**WORK TO BE COMPLETED**
Return exactly the lines from the one bearing "[locate] white socks" through the last, and no others. Pictures must be left out.

**MATERIAL SUPPLIED**

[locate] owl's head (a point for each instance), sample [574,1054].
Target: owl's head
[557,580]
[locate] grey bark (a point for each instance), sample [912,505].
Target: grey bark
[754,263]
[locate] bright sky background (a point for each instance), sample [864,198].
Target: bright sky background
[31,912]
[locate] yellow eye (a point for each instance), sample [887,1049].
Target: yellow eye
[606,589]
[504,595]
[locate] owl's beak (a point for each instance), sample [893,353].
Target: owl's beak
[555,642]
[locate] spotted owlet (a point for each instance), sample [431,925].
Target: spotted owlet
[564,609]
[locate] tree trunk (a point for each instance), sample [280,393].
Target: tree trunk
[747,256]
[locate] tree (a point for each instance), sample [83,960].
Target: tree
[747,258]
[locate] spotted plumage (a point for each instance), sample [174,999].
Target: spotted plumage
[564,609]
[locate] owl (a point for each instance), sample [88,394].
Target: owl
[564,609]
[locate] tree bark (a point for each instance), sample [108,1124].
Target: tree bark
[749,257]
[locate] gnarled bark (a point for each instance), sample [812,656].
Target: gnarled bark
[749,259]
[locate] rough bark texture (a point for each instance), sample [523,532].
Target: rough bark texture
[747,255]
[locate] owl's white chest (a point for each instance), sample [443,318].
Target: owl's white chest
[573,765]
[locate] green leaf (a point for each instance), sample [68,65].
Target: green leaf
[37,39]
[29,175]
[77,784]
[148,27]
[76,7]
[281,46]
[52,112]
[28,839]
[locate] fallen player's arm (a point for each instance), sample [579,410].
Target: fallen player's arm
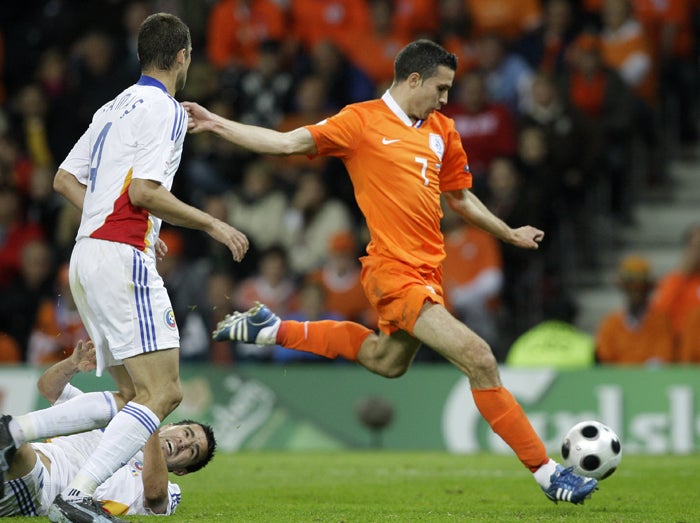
[155,476]
[54,381]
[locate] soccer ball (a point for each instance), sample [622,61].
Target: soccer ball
[592,448]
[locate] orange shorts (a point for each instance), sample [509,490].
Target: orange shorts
[398,291]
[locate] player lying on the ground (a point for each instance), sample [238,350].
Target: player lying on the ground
[38,472]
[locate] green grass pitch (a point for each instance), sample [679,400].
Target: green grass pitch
[401,487]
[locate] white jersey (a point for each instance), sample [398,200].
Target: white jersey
[122,493]
[139,134]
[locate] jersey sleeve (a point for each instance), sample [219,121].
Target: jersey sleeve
[156,139]
[69,392]
[78,160]
[454,174]
[337,135]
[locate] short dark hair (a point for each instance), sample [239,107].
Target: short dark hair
[423,57]
[161,37]
[211,445]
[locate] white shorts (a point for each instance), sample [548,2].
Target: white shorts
[122,301]
[29,495]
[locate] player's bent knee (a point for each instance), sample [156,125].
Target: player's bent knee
[394,371]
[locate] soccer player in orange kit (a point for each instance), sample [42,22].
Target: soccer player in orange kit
[401,155]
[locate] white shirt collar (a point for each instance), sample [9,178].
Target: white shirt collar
[391,103]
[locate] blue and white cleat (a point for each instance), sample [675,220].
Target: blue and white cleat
[258,325]
[7,450]
[567,486]
[85,510]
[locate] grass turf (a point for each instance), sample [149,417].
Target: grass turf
[364,487]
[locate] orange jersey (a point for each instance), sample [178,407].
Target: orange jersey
[237,28]
[690,338]
[651,340]
[677,295]
[508,18]
[398,170]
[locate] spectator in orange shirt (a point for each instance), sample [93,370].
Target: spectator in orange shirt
[606,101]
[416,18]
[310,106]
[340,278]
[473,275]
[678,292]
[510,19]
[373,51]
[637,333]
[669,25]
[236,28]
[626,48]
[545,47]
[486,128]
[456,35]
[340,21]
[690,338]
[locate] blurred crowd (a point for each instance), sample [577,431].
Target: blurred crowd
[567,109]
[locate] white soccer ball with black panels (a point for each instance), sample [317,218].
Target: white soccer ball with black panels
[592,448]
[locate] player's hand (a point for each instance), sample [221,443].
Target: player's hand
[199,118]
[235,240]
[527,237]
[83,357]
[161,249]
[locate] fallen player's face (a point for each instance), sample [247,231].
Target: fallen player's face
[183,445]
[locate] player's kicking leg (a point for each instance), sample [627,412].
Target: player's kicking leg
[7,450]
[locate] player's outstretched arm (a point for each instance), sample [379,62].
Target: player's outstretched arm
[473,210]
[69,187]
[253,138]
[54,380]
[155,476]
[160,202]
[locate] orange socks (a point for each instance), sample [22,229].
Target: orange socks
[508,420]
[326,337]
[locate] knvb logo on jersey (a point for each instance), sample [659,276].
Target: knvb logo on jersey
[437,145]
[169,318]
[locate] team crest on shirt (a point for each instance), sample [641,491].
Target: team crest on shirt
[437,145]
[136,468]
[170,319]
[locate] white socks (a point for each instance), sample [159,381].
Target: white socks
[543,474]
[92,410]
[123,437]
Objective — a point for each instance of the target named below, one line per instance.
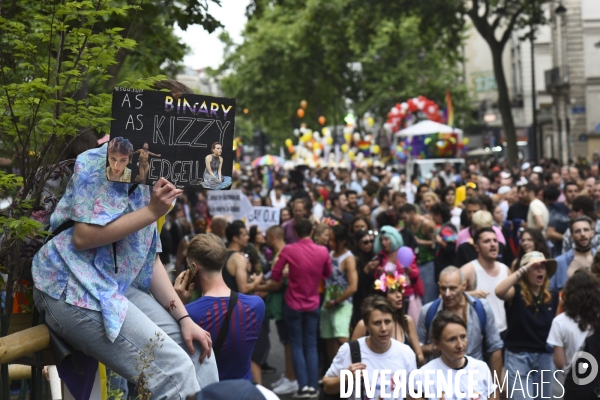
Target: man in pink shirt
(308, 264)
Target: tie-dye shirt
(87, 277)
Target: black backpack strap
(225, 324)
(129, 192)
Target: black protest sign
(188, 140)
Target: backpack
(356, 358)
(574, 391)
(481, 315)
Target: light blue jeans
(303, 328)
(171, 371)
(535, 371)
(427, 272)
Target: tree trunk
(504, 105)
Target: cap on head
(539, 256)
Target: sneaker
(278, 381)
(304, 393)
(313, 393)
(286, 387)
(267, 369)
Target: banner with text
(187, 140)
(264, 217)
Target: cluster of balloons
(401, 110)
(439, 145)
(301, 112)
(311, 140)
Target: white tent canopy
(427, 128)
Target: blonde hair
(208, 251)
(320, 228)
(431, 195)
(482, 219)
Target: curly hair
(539, 243)
(359, 217)
(395, 239)
(122, 146)
(582, 300)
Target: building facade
(574, 79)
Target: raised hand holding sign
(186, 140)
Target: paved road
(276, 359)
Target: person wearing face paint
(530, 308)
(449, 333)
(386, 246)
(120, 152)
(392, 286)
(581, 256)
(213, 178)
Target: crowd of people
(486, 268)
(493, 246)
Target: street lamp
(560, 10)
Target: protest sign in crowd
(487, 268)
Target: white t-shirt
(399, 357)
(482, 381)
(537, 207)
(566, 333)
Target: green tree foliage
(496, 20)
(374, 53)
(158, 51)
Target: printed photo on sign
(188, 140)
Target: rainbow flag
(364, 146)
(449, 110)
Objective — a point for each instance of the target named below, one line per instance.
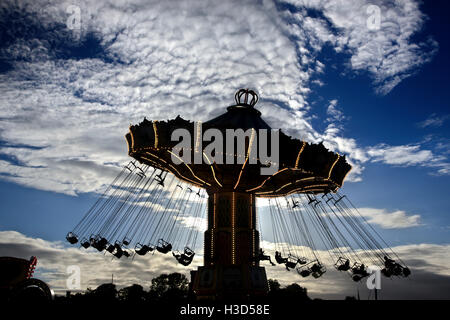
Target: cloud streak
(71, 95)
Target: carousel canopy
(302, 167)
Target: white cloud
(160, 59)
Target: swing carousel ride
(157, 205)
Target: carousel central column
(230, 249)
(231, 238)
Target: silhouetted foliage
(134, 293)
(169, 286)
(274, 285)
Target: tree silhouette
(169, 286)
(134, 293)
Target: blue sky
(69, 92)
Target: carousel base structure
(217, 283)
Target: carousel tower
(231, 241)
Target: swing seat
(318, 270)
(397, 270)
(71, 238)
(126, 241)
(163, 246)
(279, 259)
(100, 244)
(304, 273)
(359, 270)
(406, 272)
(142, 249)
(119, 252)
(356, 278)
(185, 261)
(85, 244)
(343, 264)
(188, 252)
(386, 272)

**RESULT**
[locate] white socks (a point for each instance), sample [159,381].
Target: white socks
[543,474]
[92,410]
[123,437]
Objective — a point for each instance of the target named below, one line per instance.
Target: man in pink shirt
(308, 264)
Target: tie-dye shirt
(87, 277)
Target: black backpack strap
(225, 324)
(129, 192)
Target: black protest sign
(188, 140)
Target: backpack
(356, 358)
(574, 391)
(481, 315)
Target: light blue jeans
(303, 328)
(171, 371)
(535, 371)
(427, 272)
Target: tree trunk
(504, 105)
Target: cap on head
(539, 256)
Target: sneaker
(278, 381)
(304, 393)
(313, 393)
(286, 387)
(267, 369)
Target: banner with text
(187, 140)
(264, 217)
Target: cluster of balloons
(401, 110)
(439, 145)
(301, 112)
(311, 140)
Target: white tent canopy
(427, 128)
Target: blonde hair
(208, 251)
(320, 228)
(431, 195)
(482, 219)
Target: curly hair
(539, 243)
(359, 217)
(395, 239)
(122, 146)
(582, 300)
Target: building facade
(574, 79)
Target: raised hand holding sign
(186, 140)
Target: paved road
(276, 359)
Target: person wearing face paint
(530, 308)
(449, 333)
(386, 246)
(120, 152)
(392, 286)
(581, 256)
(213, 178)
Target: crowd of people
(486, 268)
(493, 246)
Target: street lamp
(560, 10)
Target: protest sign in crowd
(487, 268)
Target: white t-shirt
(399, 357)
(482, 381)
(537, 207)
(566, 333)
Target: green tree foliage
(496, 20)
(374, 53)
(158, 51)
Target: printed photo on sign
(188, 140)
Target: rainbow flag
(364, 146)
(449, 110)
Objective — a point for each instance of the target named below, one line per instance.
Target: cloud streak
(71, 95)
Target: carousel canopy
(302, 167)
Target: white cloud
(160, 59)
Target: swing carousel ride
(157, 205)
Target: carousel central column
(230, 249)
(231, 238)
Target: silhouetted foliage
(134, 293)
(169, 286)
(274, 285)
Target: tree silhouette
(169, 286)
(134, 293)
Target: blue sky
(69, 92)
Target: carousel base structure
(217, 283)
Target: carousel tower
(231, 241)
Target: swing seat
(318, 270)
(397, 270)
(71, 238)
(126, 241)
(163, 246)
(279, 259)
(100, 244)
(304, 273)
(359, 270)
(406, 272)
(142, 249)
(119, 252)
(356, 278)
(185, 261)
(85, 244)
(343, 264)
(188, 252)
(386, 272)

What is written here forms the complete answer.